**ABOUT THIS TASK**
The whole listing below needs to be duplicated exactly, pictures aside.

**DATA FOR ANALYSIS**

*** Begin section ***

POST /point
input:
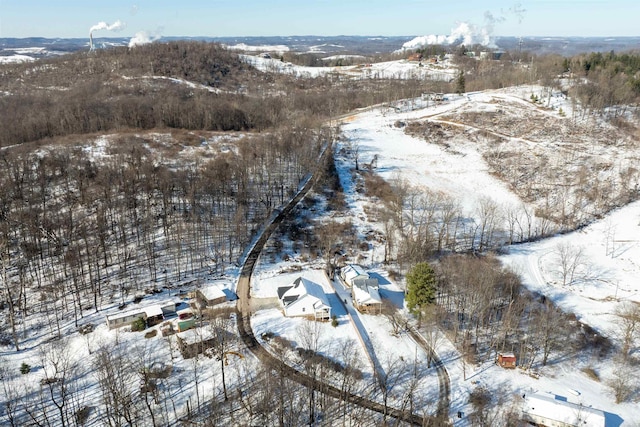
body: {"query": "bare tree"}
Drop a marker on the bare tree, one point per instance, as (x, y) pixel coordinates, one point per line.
(628, 315)
(570, 259)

*** End section ***

**EXERCISE SOLUTION**
POST /point
input:
body: {"query": "bare tree"}
Drop a marker on the bare tree, one point per instance, as (x, y) pixel coordinates, one point per line.
(628, 315)
(570, 259)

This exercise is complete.